» TASK STATEMENT: Where a line of the records holds the string "bird", copy that line.

» DATA FOR REVIEW:
------------

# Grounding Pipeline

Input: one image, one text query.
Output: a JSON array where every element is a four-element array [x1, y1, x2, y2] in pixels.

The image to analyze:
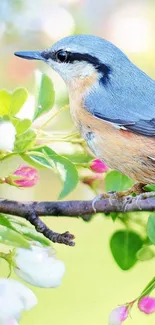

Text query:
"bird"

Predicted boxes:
[[14, 34, 155, 198]]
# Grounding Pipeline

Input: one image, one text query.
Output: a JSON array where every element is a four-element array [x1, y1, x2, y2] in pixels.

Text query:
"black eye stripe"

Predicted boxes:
[[66, 52, 111, 85], [41, 50, 111, 85]]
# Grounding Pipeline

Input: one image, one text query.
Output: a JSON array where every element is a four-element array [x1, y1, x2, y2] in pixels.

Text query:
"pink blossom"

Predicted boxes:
[[138, 296, 155, 314], [90, 159, 108, 173], [109, 306, 129, 325], [13, 165, 39, 187]]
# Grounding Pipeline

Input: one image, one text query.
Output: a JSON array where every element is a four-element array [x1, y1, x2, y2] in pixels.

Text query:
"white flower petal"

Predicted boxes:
[[14, 245, 65, 288], [0, 279, 37, 322], [0, 122, 16, 152], [109, 309, 122, 325]]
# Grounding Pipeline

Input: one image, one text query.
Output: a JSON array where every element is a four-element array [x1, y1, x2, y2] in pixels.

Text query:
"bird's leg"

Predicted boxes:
[[92, 182, 145, 212]]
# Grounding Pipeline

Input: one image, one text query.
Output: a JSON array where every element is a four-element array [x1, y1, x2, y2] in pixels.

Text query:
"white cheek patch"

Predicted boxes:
[[47, 59, 96, 82]]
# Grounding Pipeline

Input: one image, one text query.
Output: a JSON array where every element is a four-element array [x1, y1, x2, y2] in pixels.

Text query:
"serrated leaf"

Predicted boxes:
[[0, 90, 11, 116], [12, 118, 31, 135], [42, 146, 79, 199], [34, 72, 55, 120], [14, 129, 36, 152], [10, 88, 28, 116], [0, 225, 30, 248], [110, 230, 143, 270], [147, 213, 155, 245], [105, 171, 133, 192]]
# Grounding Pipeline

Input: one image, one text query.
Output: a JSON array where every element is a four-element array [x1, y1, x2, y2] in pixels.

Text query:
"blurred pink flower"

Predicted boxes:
[[109, 306, 129, 325], [8, 57, 35, 82], [138, 296, 155, 314], [82, 174, 103, 186], [90, 159, 108, 173]]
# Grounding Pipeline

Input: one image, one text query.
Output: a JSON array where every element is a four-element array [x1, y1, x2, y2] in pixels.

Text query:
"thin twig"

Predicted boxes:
[[26, 214, 75, 246]]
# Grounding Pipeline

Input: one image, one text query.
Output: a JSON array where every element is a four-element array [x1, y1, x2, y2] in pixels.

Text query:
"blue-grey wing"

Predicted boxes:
[[84, 66, 155, 137], [94, 112, 155, 136]]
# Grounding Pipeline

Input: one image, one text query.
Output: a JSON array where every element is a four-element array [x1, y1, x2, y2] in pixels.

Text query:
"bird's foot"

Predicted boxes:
[[92, 191, 120, 213], [92, 182, 145, 213]]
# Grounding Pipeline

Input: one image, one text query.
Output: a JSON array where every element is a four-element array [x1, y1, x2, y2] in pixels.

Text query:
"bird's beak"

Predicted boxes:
[[14, 51, 44, 61]]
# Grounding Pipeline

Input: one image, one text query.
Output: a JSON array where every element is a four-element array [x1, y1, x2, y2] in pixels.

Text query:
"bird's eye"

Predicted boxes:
[[55, 50, 69, 63]]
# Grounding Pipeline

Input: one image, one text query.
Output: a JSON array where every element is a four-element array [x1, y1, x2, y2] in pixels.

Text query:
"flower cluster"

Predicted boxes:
[[109, 296, 155, 324], [0, 244, 65, 324]]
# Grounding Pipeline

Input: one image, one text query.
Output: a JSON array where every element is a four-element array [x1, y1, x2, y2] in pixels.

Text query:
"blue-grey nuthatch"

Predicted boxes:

------------

» OUTPUT BELOW:
"bird"
"bird's leg"
"bird's foot"
"bird's beak"
"bird's eye"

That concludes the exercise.